Exercise data:
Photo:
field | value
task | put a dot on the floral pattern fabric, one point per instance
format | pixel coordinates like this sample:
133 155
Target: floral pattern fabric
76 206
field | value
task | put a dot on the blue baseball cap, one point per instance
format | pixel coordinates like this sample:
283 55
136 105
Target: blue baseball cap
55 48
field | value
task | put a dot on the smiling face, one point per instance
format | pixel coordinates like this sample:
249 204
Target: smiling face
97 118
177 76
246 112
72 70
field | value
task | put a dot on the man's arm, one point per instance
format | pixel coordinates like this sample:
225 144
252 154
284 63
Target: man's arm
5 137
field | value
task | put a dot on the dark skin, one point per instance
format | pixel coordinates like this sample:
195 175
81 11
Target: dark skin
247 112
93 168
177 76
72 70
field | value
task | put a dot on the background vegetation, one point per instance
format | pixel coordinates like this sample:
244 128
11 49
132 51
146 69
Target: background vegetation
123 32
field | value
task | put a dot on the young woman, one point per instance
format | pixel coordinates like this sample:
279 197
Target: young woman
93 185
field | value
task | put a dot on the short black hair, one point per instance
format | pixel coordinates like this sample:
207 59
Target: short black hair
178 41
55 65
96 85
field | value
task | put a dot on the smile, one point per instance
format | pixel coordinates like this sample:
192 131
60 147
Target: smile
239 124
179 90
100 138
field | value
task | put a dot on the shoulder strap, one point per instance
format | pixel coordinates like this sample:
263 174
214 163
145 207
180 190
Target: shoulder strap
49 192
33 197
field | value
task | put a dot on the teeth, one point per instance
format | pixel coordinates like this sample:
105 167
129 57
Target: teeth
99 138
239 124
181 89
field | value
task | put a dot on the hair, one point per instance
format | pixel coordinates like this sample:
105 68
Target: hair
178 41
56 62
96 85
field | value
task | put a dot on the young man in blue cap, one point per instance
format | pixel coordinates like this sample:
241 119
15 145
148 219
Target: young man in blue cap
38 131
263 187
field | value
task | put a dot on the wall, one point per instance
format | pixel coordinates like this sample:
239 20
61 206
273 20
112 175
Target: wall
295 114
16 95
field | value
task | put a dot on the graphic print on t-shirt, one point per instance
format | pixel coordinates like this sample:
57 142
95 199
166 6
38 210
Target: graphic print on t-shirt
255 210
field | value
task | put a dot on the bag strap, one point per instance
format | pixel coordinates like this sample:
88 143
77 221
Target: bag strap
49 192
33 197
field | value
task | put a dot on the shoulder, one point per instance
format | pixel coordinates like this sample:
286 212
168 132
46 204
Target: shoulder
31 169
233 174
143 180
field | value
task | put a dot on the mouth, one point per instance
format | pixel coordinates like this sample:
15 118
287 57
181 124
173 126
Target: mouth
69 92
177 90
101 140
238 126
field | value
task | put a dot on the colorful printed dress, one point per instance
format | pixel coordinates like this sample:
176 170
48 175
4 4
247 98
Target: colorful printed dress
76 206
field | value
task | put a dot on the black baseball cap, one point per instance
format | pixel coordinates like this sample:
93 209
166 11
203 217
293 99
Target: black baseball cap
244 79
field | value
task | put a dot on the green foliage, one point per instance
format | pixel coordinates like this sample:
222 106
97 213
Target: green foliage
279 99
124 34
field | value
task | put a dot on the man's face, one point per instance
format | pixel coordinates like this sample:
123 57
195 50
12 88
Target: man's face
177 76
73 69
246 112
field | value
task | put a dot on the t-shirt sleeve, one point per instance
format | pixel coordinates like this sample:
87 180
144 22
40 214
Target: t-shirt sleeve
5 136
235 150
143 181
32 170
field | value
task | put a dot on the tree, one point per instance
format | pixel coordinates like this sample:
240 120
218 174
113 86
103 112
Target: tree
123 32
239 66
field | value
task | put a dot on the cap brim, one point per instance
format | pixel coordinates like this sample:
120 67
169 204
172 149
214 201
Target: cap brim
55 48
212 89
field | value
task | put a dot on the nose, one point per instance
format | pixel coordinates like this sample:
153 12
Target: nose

What you need to do: The answer must consist solely of the number of lines in the listing that include the string "nose".

Written answer: 2